**ACTION ITEM:**
Only the lines from the start of the entries up to and including the line with "each like [12,16]." should be written out, exactly as they stand.

**INFORMATION:**
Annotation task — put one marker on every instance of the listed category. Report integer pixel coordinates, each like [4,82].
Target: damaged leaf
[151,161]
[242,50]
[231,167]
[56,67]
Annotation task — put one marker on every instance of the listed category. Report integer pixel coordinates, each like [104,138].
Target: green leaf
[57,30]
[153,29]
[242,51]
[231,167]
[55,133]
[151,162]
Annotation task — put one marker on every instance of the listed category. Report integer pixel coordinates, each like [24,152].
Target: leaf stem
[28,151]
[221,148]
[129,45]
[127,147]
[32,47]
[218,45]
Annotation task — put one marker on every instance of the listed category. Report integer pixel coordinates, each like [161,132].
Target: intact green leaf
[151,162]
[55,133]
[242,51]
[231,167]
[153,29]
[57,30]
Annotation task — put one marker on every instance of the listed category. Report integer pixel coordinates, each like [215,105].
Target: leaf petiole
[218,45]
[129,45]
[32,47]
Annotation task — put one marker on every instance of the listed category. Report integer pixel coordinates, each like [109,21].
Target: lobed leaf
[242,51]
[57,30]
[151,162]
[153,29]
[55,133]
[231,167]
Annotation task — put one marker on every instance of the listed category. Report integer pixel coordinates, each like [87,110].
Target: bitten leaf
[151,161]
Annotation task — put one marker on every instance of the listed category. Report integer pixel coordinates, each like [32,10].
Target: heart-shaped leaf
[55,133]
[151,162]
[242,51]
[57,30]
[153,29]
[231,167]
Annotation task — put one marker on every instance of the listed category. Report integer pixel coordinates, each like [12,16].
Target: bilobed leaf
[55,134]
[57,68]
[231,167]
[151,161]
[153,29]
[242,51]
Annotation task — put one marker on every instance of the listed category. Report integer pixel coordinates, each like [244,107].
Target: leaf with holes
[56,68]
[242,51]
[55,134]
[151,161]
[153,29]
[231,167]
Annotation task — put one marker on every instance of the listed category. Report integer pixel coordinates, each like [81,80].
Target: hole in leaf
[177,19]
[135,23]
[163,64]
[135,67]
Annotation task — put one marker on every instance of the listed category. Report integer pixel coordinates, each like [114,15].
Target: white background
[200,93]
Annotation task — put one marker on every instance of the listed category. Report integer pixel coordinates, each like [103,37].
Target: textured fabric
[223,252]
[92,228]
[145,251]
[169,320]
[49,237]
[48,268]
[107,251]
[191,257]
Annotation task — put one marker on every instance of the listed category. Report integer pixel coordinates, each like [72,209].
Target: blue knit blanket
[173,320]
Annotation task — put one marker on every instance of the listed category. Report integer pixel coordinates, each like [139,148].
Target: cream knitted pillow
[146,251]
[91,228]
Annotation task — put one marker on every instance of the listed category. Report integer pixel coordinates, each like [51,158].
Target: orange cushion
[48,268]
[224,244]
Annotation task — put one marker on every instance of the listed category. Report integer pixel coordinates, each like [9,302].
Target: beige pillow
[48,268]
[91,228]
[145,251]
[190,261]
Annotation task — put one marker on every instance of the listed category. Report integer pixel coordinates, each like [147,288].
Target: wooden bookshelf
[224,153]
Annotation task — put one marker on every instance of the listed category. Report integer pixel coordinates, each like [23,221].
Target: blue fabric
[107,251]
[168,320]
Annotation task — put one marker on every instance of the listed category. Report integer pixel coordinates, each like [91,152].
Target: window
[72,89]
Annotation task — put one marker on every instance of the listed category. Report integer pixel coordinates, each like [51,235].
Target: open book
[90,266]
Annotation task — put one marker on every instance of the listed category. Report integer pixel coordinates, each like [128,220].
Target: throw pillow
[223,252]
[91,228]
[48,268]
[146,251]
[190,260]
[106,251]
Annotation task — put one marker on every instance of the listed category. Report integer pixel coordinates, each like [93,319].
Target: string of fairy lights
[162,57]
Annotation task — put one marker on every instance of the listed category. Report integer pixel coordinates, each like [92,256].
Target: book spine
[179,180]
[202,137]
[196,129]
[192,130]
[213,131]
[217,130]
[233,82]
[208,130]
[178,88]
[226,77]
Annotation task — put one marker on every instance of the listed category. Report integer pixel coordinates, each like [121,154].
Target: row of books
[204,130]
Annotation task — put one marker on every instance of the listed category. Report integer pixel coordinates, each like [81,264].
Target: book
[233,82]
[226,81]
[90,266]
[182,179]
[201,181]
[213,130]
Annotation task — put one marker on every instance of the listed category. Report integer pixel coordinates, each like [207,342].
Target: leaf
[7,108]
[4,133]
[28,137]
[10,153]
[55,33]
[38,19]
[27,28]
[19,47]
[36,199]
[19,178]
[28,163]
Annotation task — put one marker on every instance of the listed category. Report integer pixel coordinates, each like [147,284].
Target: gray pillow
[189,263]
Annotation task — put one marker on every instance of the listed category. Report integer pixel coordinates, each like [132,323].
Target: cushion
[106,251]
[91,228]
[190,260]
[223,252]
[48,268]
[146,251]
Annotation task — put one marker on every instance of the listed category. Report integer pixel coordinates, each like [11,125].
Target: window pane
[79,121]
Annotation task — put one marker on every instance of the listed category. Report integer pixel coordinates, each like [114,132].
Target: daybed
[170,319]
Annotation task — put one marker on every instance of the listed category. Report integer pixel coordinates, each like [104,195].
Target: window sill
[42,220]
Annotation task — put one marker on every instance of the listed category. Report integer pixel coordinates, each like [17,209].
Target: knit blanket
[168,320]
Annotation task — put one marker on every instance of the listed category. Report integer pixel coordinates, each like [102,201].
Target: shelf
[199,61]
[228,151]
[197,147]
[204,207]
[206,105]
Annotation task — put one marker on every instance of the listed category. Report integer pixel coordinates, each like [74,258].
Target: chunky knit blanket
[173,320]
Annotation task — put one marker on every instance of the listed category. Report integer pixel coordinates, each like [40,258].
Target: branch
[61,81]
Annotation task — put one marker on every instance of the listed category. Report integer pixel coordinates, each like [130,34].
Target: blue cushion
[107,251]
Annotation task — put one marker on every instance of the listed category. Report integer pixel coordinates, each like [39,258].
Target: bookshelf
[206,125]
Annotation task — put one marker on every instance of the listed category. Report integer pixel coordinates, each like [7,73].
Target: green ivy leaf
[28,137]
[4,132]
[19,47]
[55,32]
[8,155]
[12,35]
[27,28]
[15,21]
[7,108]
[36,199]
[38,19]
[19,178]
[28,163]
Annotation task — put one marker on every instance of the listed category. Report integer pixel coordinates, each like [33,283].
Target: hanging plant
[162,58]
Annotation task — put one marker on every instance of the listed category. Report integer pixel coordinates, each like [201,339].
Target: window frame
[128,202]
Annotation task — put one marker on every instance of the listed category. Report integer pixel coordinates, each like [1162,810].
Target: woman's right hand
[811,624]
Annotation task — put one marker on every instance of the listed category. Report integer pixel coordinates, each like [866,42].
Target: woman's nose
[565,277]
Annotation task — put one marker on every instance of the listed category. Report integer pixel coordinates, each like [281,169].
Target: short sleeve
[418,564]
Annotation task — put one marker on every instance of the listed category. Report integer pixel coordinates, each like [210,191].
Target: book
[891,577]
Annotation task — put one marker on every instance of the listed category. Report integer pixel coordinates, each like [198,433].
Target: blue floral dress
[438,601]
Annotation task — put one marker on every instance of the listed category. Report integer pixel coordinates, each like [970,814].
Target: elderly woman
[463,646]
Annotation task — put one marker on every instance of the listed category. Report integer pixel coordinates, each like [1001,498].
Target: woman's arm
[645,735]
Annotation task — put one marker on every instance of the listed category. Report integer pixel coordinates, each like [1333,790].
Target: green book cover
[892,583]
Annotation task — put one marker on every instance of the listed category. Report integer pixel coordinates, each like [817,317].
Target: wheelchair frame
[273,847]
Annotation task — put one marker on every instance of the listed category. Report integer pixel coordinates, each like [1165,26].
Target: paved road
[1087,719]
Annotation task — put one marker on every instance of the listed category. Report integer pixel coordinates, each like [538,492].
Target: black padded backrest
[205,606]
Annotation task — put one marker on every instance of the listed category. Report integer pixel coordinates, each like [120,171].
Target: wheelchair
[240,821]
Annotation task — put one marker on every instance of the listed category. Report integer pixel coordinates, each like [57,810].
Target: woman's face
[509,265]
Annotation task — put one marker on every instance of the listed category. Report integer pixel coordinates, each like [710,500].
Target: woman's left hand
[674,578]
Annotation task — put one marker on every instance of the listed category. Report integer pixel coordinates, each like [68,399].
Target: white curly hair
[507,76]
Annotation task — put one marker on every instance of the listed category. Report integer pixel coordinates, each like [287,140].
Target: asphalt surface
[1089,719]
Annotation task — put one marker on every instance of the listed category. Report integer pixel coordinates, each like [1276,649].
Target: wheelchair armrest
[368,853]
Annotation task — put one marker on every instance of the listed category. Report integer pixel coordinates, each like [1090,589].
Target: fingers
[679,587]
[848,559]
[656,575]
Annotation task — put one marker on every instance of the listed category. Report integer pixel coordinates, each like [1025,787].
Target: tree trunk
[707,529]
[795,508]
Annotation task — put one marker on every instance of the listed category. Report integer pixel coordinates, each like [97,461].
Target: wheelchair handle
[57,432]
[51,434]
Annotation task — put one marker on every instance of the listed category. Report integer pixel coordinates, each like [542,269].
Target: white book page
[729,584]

**TASK OUTPUT:**
Annotation task — put one marker on every instance of the listed category. Report integer pixel coordinates, each like [4,82].
Target: damaged leaf
[151,161]
[242,50]
[231,167]
[56,67]
Annotation task — put one marker on every instance of the listed category. Report integer pixel coordinates, each like [104,138].
Target: green leaf
[57,30]
[153,29]
[242,51]
[231,167]
[55,133]
[151,162]
Annotation task — put one marker on every instance of the listed category. Report integer pixel coordinates, each like [24,152].
Target: leaf stem
[28,151]
[221,148]
[129,45]
[127,147]
[32,47]
[218,45]
Annotation task — put one marker on every instance of the listed category. Report integer pixel coordinates, each like [161,132].
Target: intact green leaf
[151,162]
[55,133]
[242,51]
[231,167]
[153,29]
[57,30]
Annotation task — put one marker on every instance of the listed category. Report integer pixel coordinates, each like [215,105].
Target: leaf petiole
[218,45]
[129,45]
[32,47]
Annotation task — put one marker on every instance of the listed category. Report integer pixel coordinates, each like [109,21].
Target: lobed leaf
[242,51]
[57,30]
[151,162]
[153,29]
[55,133]
[231,167]
Annotation task — put one marker on every instance of the listed category. Report integer pixel coordinates, each like [87,110].
Target: bitten leaf
[151,161]
Annotation task — put one marker on every instance of the listed category. Report integer pixel coordinates, each like [32,10].
Target: heart-shaped leaf
[55,133]
[151,162]
[242,51]
[57,30]
[153,29]
[231,167]
Annotation task — put one marker on every instance of the listed category. Report integer pixel coordinates, each like [12,16].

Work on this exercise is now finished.